Stated exercise: Report how many lines of the records below contain the word "metal". Give only the number.

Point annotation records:
┌──

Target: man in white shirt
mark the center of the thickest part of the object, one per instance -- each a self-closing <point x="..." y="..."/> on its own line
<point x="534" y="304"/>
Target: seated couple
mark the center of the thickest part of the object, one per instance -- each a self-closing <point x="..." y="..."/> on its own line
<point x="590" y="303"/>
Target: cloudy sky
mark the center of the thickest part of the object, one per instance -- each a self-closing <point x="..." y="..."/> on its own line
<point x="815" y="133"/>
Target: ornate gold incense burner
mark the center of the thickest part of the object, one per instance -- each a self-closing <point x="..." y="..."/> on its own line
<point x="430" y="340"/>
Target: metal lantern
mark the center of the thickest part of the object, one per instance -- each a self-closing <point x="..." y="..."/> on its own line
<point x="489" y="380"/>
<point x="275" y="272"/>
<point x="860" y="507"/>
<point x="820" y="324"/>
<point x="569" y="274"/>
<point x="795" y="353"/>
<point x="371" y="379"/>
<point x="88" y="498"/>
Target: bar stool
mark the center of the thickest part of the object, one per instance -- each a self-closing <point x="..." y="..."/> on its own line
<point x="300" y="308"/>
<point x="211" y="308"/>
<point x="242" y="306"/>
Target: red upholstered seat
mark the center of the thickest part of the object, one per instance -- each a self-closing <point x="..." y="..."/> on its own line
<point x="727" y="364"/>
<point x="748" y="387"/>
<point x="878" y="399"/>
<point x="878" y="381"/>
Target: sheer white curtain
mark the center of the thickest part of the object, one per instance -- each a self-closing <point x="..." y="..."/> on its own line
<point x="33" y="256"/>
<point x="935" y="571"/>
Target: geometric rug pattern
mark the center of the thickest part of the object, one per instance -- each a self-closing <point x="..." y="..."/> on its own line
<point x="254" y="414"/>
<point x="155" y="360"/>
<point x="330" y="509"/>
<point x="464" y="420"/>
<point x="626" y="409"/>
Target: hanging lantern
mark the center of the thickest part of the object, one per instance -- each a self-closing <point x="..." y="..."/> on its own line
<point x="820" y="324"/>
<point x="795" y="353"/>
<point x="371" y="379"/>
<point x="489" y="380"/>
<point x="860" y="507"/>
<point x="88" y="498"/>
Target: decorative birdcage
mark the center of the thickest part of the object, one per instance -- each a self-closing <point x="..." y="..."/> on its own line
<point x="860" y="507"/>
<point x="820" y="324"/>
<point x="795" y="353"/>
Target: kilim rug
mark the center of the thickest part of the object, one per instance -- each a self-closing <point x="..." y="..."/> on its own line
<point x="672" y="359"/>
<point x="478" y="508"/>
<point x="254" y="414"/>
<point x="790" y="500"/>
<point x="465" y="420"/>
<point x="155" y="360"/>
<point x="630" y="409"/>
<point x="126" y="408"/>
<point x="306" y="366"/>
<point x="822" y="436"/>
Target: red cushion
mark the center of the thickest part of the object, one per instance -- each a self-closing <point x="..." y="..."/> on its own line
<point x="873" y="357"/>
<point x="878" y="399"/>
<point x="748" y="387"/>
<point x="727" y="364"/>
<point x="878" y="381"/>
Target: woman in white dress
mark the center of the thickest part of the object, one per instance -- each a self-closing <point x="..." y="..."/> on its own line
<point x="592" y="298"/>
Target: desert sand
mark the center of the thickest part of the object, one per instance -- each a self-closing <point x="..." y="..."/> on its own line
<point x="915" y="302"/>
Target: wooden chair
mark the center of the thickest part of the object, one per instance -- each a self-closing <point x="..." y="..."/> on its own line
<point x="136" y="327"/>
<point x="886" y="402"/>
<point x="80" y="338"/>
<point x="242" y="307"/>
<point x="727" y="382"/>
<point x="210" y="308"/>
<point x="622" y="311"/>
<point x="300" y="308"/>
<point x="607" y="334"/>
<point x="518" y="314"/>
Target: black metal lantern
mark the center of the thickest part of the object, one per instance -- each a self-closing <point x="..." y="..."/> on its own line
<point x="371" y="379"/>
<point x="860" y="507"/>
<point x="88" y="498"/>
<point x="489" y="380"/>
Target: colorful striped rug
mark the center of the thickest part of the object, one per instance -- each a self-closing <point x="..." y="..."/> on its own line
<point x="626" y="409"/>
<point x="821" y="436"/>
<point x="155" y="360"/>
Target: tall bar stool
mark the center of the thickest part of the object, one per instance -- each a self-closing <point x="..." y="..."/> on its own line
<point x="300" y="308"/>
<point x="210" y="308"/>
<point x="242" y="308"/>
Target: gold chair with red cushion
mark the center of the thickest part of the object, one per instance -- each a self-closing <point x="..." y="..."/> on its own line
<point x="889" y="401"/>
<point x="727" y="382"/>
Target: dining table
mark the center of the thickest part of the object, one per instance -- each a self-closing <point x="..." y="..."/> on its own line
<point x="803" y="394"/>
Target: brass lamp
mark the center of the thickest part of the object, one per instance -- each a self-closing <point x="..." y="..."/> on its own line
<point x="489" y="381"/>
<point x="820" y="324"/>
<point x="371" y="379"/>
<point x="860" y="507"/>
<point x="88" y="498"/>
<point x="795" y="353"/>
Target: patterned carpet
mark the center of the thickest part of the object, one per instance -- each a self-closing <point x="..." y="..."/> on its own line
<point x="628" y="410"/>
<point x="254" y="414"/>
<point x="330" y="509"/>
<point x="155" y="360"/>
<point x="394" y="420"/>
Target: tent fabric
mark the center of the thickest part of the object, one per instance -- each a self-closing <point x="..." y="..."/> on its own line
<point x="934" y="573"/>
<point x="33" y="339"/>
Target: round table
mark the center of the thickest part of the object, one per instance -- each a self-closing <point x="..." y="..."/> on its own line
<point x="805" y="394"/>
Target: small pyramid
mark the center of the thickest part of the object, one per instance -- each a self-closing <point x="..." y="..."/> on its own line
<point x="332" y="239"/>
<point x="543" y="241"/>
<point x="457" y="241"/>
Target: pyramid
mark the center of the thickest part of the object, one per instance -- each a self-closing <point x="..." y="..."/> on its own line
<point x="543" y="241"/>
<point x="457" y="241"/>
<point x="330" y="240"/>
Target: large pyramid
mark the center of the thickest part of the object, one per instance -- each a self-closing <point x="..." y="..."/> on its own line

└──
┌──

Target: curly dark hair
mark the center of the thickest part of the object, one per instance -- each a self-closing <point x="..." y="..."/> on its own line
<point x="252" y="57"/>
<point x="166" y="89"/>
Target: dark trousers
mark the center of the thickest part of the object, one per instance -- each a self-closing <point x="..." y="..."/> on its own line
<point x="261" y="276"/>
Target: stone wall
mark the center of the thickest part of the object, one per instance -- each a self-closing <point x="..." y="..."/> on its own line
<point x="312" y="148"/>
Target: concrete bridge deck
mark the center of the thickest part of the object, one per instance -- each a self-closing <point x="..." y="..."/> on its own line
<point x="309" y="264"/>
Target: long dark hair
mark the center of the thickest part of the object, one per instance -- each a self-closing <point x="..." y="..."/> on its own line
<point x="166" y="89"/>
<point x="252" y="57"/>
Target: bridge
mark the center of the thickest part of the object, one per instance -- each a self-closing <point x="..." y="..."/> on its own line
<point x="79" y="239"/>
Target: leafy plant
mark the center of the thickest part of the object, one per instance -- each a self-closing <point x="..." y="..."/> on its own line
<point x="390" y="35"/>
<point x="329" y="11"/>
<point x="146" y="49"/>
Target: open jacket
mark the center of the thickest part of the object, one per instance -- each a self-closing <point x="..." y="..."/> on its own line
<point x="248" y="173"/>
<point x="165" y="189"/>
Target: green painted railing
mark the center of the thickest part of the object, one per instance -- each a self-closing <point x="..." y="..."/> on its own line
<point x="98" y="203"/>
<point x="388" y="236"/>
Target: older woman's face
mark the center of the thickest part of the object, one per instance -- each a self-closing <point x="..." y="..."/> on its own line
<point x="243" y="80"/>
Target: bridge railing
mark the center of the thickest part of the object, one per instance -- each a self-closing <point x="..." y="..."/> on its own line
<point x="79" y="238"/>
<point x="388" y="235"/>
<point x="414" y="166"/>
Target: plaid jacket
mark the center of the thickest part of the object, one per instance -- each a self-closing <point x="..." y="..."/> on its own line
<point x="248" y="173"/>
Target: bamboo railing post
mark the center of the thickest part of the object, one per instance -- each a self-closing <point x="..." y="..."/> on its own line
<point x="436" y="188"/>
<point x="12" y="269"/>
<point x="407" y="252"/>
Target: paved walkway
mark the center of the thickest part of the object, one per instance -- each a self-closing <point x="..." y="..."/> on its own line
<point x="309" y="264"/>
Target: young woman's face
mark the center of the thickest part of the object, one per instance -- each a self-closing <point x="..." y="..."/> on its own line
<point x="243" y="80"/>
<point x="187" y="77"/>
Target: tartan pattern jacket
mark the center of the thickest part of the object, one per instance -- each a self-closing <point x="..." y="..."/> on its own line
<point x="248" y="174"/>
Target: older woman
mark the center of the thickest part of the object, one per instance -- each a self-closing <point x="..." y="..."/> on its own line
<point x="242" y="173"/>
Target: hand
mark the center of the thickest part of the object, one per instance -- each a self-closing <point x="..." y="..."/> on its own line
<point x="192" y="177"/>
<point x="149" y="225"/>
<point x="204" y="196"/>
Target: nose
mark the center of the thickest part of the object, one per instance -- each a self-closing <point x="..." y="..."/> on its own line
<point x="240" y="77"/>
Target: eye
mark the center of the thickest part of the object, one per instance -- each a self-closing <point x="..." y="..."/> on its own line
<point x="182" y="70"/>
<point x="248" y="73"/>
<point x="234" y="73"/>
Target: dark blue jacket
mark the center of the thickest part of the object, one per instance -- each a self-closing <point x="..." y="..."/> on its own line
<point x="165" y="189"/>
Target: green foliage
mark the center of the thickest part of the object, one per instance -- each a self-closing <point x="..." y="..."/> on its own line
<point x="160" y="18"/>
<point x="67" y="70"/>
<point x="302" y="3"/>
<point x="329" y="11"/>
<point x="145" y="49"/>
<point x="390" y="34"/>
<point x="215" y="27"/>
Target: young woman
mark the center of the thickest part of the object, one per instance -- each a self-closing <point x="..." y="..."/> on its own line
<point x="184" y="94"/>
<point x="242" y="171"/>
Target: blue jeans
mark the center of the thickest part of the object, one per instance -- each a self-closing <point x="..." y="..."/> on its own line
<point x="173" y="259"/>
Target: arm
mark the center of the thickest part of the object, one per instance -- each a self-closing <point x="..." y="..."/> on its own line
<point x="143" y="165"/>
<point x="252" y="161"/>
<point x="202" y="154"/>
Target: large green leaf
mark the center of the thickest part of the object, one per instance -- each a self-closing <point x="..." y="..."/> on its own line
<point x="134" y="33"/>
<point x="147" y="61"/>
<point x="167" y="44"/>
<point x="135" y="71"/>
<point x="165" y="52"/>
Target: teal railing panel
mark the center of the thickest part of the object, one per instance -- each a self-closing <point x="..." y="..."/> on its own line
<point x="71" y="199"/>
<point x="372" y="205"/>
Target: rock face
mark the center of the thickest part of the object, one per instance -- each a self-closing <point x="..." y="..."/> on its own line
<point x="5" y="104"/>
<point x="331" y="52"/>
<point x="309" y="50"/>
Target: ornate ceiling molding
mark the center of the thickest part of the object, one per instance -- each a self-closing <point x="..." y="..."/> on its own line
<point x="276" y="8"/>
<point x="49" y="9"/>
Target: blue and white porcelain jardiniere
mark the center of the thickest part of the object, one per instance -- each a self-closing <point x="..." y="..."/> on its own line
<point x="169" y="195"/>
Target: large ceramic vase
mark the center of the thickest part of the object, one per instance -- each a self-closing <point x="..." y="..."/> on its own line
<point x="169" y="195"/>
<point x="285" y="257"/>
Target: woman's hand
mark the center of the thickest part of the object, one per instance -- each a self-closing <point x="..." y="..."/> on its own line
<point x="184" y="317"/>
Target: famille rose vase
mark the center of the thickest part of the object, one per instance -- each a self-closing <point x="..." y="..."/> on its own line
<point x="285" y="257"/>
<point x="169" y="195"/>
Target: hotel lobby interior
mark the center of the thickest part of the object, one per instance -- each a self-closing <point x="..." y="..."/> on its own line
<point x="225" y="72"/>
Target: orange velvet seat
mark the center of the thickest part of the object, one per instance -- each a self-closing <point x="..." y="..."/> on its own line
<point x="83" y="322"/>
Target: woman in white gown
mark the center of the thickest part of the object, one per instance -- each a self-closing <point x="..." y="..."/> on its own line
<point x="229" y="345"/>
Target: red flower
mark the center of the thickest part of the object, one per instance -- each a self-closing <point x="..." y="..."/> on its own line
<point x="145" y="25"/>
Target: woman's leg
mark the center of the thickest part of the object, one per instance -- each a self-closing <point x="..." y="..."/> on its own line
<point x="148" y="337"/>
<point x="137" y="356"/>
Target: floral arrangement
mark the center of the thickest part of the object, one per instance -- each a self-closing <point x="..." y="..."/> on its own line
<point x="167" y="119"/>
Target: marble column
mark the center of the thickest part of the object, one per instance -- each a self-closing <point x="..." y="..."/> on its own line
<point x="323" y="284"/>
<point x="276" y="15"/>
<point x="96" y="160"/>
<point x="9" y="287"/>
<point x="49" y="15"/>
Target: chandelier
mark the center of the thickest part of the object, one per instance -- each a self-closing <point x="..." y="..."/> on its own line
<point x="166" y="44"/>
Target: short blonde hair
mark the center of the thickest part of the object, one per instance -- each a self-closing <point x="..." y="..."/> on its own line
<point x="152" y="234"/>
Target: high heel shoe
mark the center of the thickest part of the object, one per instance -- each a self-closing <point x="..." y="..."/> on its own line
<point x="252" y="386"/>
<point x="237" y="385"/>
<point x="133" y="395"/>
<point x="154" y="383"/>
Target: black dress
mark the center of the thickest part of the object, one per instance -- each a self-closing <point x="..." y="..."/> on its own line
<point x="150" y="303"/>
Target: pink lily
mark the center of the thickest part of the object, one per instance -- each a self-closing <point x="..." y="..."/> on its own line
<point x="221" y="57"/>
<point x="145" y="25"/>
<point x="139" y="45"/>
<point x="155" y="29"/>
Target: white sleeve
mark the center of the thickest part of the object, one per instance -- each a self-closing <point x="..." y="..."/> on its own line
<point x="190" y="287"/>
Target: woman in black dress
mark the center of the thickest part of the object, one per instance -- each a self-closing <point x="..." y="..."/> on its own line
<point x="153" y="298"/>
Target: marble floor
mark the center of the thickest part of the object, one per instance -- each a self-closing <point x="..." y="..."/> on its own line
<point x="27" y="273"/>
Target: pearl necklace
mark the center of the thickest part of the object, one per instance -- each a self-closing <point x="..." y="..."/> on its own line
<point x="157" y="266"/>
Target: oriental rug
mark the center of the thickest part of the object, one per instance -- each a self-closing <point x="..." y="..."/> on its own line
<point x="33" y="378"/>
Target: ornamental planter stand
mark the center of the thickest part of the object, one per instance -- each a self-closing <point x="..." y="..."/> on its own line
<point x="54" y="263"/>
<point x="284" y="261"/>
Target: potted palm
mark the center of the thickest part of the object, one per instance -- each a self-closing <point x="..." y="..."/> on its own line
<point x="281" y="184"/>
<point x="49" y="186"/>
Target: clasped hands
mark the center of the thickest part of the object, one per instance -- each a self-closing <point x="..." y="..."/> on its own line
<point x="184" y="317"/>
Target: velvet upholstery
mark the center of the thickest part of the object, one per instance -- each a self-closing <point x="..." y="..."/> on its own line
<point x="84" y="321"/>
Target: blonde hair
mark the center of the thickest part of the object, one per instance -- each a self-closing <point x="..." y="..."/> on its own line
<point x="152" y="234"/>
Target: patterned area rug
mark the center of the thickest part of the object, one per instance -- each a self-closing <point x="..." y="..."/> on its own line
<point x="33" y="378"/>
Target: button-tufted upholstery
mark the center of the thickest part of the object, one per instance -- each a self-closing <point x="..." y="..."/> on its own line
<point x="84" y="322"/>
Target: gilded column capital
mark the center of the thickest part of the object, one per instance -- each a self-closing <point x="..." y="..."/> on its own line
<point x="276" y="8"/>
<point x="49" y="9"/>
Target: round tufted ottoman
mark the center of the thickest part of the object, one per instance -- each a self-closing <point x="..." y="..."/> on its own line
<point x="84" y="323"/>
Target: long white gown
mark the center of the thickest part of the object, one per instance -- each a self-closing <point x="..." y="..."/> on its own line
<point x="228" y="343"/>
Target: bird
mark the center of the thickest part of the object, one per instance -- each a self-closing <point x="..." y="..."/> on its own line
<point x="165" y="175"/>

└──

Problem solution: 2